Task description: Rewrite every line of the items below as a numbered list, dropping any blank lines.

Items from a collection:

⟨

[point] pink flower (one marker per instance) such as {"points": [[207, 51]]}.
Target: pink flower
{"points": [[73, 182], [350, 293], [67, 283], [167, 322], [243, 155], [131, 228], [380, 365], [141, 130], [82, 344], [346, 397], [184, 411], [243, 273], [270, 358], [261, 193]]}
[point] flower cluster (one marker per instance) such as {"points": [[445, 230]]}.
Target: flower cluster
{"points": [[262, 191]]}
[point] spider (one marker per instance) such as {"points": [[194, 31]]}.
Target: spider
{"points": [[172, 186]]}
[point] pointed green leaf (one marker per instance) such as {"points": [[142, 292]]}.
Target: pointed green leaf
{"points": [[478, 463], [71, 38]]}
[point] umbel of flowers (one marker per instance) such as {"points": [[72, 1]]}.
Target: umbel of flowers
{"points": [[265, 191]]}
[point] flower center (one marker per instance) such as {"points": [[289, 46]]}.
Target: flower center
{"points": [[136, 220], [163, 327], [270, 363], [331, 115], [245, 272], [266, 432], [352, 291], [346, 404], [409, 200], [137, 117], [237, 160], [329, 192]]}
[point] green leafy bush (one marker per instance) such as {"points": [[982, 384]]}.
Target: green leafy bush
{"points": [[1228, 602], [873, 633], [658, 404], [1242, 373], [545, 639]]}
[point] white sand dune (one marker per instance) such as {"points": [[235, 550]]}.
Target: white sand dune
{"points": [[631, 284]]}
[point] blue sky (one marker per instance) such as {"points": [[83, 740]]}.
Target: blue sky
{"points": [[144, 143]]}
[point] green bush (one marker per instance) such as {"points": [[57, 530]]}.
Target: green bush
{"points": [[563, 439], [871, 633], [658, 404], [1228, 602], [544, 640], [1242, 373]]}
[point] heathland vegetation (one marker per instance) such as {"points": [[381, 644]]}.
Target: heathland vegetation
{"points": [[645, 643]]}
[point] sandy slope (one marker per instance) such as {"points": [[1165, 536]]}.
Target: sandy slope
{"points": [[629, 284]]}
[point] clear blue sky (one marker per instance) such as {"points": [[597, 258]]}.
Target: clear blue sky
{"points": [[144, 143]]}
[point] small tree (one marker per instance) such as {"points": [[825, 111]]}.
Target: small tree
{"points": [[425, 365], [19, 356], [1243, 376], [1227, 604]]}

⟩

Response to this task:
1. [point] pink flower (one marker per instance) such as {"points": [[207, 51]]}.
2. Target: pink flower
3. {"points": [[73, 182], [350, 293], [67, 283], [167, 322], [243, 155], [131, 228], [380, 365], [141, 130], [82, 344], [346, 397], [184, 411], [243, 273], [270, 358], [261, 193]]}
4. [point] flower cluster (one marker per instance) such as {"points": [[445, 230]]}.
5. Target: flower cluster
6. {"points": [[262, 191]]}
7. [point] spider (one marker per instance) such as {"points": [[194, 31]]}.
8. Target: spider
9. {"points": [[172, 186]]}
10. [point] pointed green leaf (one marker per instance) such as {"points": [[142, 292]]}.
11. Target: pointed green leaf
12. {"points": [[478, 463], [71, 38]]}
13. [point] umbel of flowers (one marker per instance) such as {"points": [[72, 1]]}.
14. Target: umbel of flowers
15. {"points": [[265, 191]]}
16. [point] flower center (one marker per instance) such as {"points": [[289, 46]]}.
17. Target: flower center
18. {"points": [[136, 220], [163, 327], [270, 363], [331, 115], [245, 272], [266, 432], [352, 291], [346, 404], [409, 200], [137, 117], [237, 160], [329, 192]]}
19. [point] green leafy bush (one marker per instance) such as {"points": [[982, 384]]}.
20. Target: green leafy bush
21. {"points": [[1228, 602], [873, 633], [658, 404], [1242, 373], [545, 639]]}
22. [point] white sand dune (one marker per instance) such as {"points": [[235, 550]]}.
23. Target: white sand dune
24. {"points": [[631, 284]]}
25. [point] blue sky (one marker per instance) such as {"points": [[83, 740]]}.
26. Target: blue sky
27. {"points": [[144, 143]]}
28. [point] green bush (one marker per instance) such as {"points": [[57, 530]]}.
29. Target: green bush
30. {"points": [[563, 439], [871, 633], [658, 404], [1228, 602], [544, 640], [1242, 373]]}
31. [point] heathland vegetation (one marker per instance) such as {"points": [[381, 644]]}.
32. Target: heathland vegetation
33. {"points": [[645, 643]]}
34. [point] sandy slope (one marker per instance) such as {"points": [[1165, 536]]}.
35. Target: sandy slope
36. {"points": [[629, 284]]}
37. [point] clear blue sky (one marker per instance) such as {"points": [[597, 258]]}.
38. Target: clear blue sky
39. {"points": [[144, 143]]}
40. [point] small tree (one marker per instance) such as {"points": [[825, 111]]}.
41. Target: small tree
42. {"points": [[425, 365], [19, 356], [1243, 376], [1227, 604]]}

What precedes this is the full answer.